To do: In the entries below, find the lines with the word "shown" and copy them.

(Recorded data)
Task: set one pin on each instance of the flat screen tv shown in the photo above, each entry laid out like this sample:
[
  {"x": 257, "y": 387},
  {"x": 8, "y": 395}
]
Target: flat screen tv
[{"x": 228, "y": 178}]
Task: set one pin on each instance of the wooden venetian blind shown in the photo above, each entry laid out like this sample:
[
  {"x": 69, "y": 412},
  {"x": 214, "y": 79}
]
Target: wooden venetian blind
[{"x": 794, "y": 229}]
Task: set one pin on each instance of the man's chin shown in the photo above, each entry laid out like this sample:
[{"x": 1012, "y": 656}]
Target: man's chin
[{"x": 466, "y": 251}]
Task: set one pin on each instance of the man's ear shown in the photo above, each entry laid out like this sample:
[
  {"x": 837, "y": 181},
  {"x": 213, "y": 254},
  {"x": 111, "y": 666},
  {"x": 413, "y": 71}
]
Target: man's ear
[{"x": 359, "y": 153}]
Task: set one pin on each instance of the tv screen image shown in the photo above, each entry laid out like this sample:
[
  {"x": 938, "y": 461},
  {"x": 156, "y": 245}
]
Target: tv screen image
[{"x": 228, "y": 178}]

* * *

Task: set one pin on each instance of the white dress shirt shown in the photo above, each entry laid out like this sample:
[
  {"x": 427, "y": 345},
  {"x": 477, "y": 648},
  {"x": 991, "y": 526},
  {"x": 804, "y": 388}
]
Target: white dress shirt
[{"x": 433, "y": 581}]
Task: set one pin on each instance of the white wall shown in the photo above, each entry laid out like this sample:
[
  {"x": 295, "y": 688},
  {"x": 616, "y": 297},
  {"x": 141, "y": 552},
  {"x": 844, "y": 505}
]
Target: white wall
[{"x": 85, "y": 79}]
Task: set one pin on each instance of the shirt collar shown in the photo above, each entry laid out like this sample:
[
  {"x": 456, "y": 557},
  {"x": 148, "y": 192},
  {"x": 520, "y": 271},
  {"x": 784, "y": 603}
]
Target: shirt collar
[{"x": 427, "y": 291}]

Task response:
Task: set one pin on each instance of the flat screen tv shown in the photo above, each entry laid out like this sample:
Task: set one pin on each instance of the wooden venetian blind shown in the photo above, each entry laid out like this sample:
Task: set one pin on each instance of the man's chin shown in the photo above, each entry laid out like this sample:
Task: set one pin on each instance of the man's ear shown in the photo above, each entry laid out like this sample:
Task: set one pin on each instance of the tv screen image shown in the photo above, each entry laid out like this sample:
Task: set one pin on each instance of the white dress shirt shown in the photo above, each entry laid out like this sample:
Task: set one pin on each instance of the white wall shown in the photo above, each entry laid out like this sample:
Task: set one pin on each instance of the shirt collar shown in the photo above, each entry laid out like this sample:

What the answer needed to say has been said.